__DOCUMENT TEXT__:
++++++++++++++++++++

Jul 6 2005
A new study of the disease burden of dengue fever in Malaysia strengthens the case for development of a vaccine against the mosquito-borne illness.
Despite the nation's efforts at treatment and control, 10,000 cases are reported each year at a l cost of almost $13 million, slightly less than half for vector control and the rest for treating hospitalized patients with dengue fever, an often painful and sometimes fatal virus.
These costs are equivalent to 940,000 lost workdays of output, said lead author Professor Donald Shepard, a health economist at Brandeis University's Heller School for Social Policy and Management. In contrast, a prior study by Shepard and other researchers found that a dengue vaccine, if development proceeds as hoped, would offset 87 percent of treatment costs for all of Southeast Asia, as well as reduce the cost of vector control with fumigants and insecticides.
In effect, a vaccine made widely available would cost only marginally more than current treatment and control efforts, but with dramatic gains in public health and economic output.
"This study dramatically strengthens the case for developing and implementing an affordable vaccine wherever dengue is common," said Shepard. Although no vaccine is yet commercially available, several approaches are under development.
The first findings from this research, to be presented Thursday at the Symposium on National Health Accounts as part of the International Health Economics Association conference in Barcelona, Spain, evaluated the cost of treatment and control of dengue fever from 2000-2004 in Malaysia. Professor Lucy Lum of the University of Malaya and Dr. Jose Suaya of Brandeis co-authored the study.
"One hospitalized case of dengue fever costs one-fifth of Malaysia's per capita gross national product (GNP)" noted Shepard. "The cost of treatment, the pain and suffering, the fear that a parent or child could die from this virus – all these facts are reasons why dengue is a salient candidate for vaccine development," Shepard said.
Currently, each person hospitalized with dengue fever or dengue hemorrhagic fever in Malaysia costs about $718 to treat. About 70 percent of the cost is paid for by the government, and the rest by insurers and individual households. This cost per patient is equivalent to 53 days of lost economic output, according to the study.
"Our study suggests just how devastating dengue is to economies and people, and by extension, how important it is to start thinking strategically about the most effective way to reduce the myriad costs of this illness," Shepard said. Dengue is endemic in much of Southeast Asia, Latin America and the Caribbean. Urban areas tend to be most affected because mosquitoes that transmit dengue live near people and breed in standing water found in discarded tires, old cans, flower pots, water tanks and other man-made containers.
In Southeast Asia dengue fever causes an estimated 27 million infections, 6 million illnesses, 400,000 hospitalizations and 3,000 deaths annually. In the Americas, 267,050 clinical cases and 71 deaths were reported in 2004, according to the Pan American Health Organization. Brazil reported the most cases in the region that year.
The study was sponsored by the Pediatric Dengue Vaccine Initiative, an organization created in 2002 to accelerate the development and use of a safe and effective dengue vaccine.
Brandeis University is currently managing dengue disease burden studies, which examine the economic burden of disease on households, governments and others, in nine countries: six in Latin America and three in Southeast Asia.

++++++++++++++++++++

__PROBLEMS TO WORK ON__:
#1 Answer these questions using the article on dengue costs in Malaysia.
(a) What does it cost to treat one person hospitalized with dengue fever or dengue hemorrhagic fever in Malaysia?
(b) Which country reported the most dengue cases in the Americas in 2004?
(c) In what year was the Pediatric Dengue Vaccine Initiative created?
#2 Write out a passage from the article on dengue costs in Malaysia word for word, starting with "In Southeast Asia dengue" and going on through "in Southeast Asia.".

__SUPPLIED DATA__:
++++++++++++++++++++

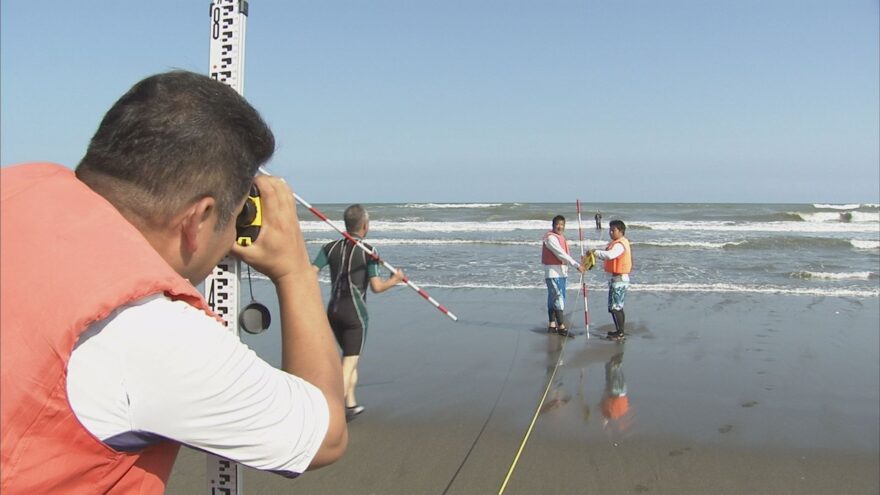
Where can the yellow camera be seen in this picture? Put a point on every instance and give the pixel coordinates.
(249, 221)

++++++++++++++++++++

__RESPONSES FOR EACH TASK__:
#1
(a) About $718.
(b) Brazil.
(c) 2002.

#2
In Southeast Asia dengue fever causes an estimated 27 million infections, 6 million illnesses, 400,000 hospitalizations and 3,000 deaths annually. In the Americas, 267,050 clinical cases and 71 deaths were reported in 2004, according to the Pan American Health Organization. Brazil reported the most cases in the region that year.
The study was sponsored by the Pediatric Dengue Vaccine Initiative, an organization created in 2002 to accelerate the development and use of a safe and effective dengue vaccine.
Brandeis University is currently managing dengue disease burden studies, which examine the economic burden of disease on households, governments and others, in nine countries: six in Latin America and three in Southeast Asia.